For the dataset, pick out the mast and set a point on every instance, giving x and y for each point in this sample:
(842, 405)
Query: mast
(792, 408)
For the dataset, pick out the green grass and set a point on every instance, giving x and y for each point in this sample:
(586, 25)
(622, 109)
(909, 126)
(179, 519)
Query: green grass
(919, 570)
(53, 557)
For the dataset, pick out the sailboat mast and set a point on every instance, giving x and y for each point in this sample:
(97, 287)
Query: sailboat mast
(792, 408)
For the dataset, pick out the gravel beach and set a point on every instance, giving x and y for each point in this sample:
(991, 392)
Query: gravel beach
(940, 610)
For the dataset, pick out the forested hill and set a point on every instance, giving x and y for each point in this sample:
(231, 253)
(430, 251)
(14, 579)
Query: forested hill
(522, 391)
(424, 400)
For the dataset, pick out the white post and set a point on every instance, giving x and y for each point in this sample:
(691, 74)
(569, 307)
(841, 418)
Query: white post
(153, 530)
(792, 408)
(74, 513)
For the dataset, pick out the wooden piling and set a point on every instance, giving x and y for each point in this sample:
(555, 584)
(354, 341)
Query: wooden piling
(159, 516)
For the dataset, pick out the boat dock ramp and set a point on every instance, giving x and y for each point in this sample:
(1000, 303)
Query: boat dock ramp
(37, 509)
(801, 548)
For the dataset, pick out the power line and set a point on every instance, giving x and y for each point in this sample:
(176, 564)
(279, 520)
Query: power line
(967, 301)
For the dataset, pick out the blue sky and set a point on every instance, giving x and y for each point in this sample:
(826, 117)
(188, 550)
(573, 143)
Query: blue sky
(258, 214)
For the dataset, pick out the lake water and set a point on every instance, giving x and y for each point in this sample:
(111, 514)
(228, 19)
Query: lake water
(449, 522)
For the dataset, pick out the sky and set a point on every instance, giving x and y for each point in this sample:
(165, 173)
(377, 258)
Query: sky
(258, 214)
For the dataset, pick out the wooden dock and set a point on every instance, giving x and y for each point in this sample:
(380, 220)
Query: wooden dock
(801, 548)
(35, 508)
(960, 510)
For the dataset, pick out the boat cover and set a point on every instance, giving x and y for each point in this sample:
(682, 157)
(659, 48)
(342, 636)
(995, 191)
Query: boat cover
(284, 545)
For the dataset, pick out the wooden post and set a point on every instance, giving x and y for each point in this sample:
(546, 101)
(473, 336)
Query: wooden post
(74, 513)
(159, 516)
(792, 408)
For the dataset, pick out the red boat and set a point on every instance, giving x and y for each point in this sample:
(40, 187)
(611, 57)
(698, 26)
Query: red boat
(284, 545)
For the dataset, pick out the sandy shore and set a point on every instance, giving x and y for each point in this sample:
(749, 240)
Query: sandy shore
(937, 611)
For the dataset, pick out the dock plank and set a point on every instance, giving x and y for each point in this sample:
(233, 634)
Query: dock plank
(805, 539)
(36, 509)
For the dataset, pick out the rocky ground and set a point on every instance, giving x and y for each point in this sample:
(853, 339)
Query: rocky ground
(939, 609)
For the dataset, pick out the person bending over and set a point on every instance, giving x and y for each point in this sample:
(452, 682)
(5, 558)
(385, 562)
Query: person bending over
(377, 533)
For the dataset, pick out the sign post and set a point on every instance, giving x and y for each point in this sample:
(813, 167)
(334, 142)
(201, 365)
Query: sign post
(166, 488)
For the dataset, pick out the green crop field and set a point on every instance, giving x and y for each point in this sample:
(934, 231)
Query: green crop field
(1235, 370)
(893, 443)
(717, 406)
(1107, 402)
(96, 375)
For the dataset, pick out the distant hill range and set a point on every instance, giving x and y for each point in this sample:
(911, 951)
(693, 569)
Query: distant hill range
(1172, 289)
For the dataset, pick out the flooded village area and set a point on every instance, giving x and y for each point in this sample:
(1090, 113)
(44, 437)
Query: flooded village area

▸ The problem: Return each entry from the material above exactly as it appears.

▸ In response:
For the dataset, pick out the mast and set a point on every instance, giving x and y for each point in this sample:
(842, 405)
Query: mast
(792, 408)
For the dataset, pick out the green grass and set a point on every instance, giving x and y for each point in this sample:
(586, 25)
(622, 109)
(909, 126)
(179, 519)
Query: green grass
(919, 570)
(53, 557)
For the dataset, pick out the sailboat mast and set a point on every instance, giving x and y for each point in this sample:
(97, 287)
Query: sailboat mast
(792, 408)
For the dataset, pick out the gravel beach and set a point on every instance, giving x and y for each point in this sample:
(991, 392)
Query: gravel beach
(940, 610)
For the dataset, pick out the forested hill and set a point on every instance, giving x and y for each point in this sample:
(231, 253)
(430, 251)
(14, 579)
Query: forested hill
(522, 391)
(424, 400)
For the dataset, pick out the white post and set a point on every instance, giving x and y for each point in this sample:
(691, 74)
(569, 307)
(841, 418)
Query: white post
(153, 530)
(792, 408)
(74, 513)
For the dataset, pick out the wooden piling and set a point on every instance, giving x and y for each point in this sample:
(555, 584)
(354, 341)
Query: wooden piling
(159, 516)
For the dataset, pick out the boat dock ramp and set a point on every instance, giving x and y for each point in this sample:
(1000, 303)
Query: boat dock ramp
(37, 509)
(801, 548)
For the dataset, pick out the power line and set a point on every instance, giving x and y for each point in this sample:
(176, 564)
(279, 520)
Query: power line
(967, 301)
For the dataset, pick out the blue sky and set a point on every instance, giving x and y for each point in this sample:
(826, 117)
(188, 550)
(573, 143)
Query: blue sky
(258, 214)
For the dataset, pick out the lake water and set a point on every instance, giving x and y for each point in this sample:
(111, 514)
(228, 19)
Query: lake water
(449, 522)
For the dataset, pick out the sky and set a point on every instance, giving x and y for each point in this sample:
(165, 173)
(377, 258)
Query: sky
(258, 214)
For the dataset, pick out the wooden dock and set a point on every instance, giving x and y for each point in this sample:
(380, 220)
Query: wooden dock
(801, 548)
(35, 508)
(960, 510)
For the dataset, pick out the boat cover and set a point on every instance, giving x and y for each point in this sample:
(682, 157)
(659, 48)
(342, 636)
(995, 191)
Query: boat cover
(284, 545)
For the dataset, pick out the wooden post and set a point on every instance, giving x and y for each point in this sample:
(546, 101)
(473, 336)
Query: wooden post
(74, 513)
(159, 516)
(792, 408)
For the dataset, pick out the red boat and set a point on every instance, giving x and y for each point in this sample:
(40, 187)
(611, 57)
(698, 26)
Query: red boat
(284, 545)
For the dataset, pick out the sandy shore and set a point on every instance, giving x and y for each point in this sample:
(749, 240)
Query: sandy shore
(937, 611)
For the dataset, pick out the dock plank and set a point on every instance, giving x and y for each point in this sample:
(233, 634)
Query: dock plank
(805, 539)
(36, 509)
For the dataset, pick out the rocky ground and set a point on every instance, giving x and y for each point in this sample:
(853, 339)
Query: rocky ground
(939, 609)
For the dataset, pick out the person bending over and set a point on every instance, giving x and y for each point in this sample:
(452, 682)
(5, 558)
(385, 562)
Query: person bending over
(377, 533)
For the dataset, pick out the sign post and set a point on every instance, giving x and y for each point in this sample:
(813, 167)
(334, 142)
(201, 365)
Query: sign post
(166, 488)
For the dataset, pick out the green crop field and set a point on every instance, giving x and y for each point in this sample:
(934, 231)
Query: green crop field
(1235, 370)
(893, 443)
(717, 406)
(1107, 402)
(96, 375)
For the dataset, pick out the distant hill range and set a point on every instance, giving x and y for each point in this sample:
(911, 951)
(693, 569)
Query: distant hill range
(1172, 289)
For the dataset, pick out the flooded village area and set a point on every instance, giving x and y for each point in this sample:
(1090, 113)
(44, 437)
Query: flooded village area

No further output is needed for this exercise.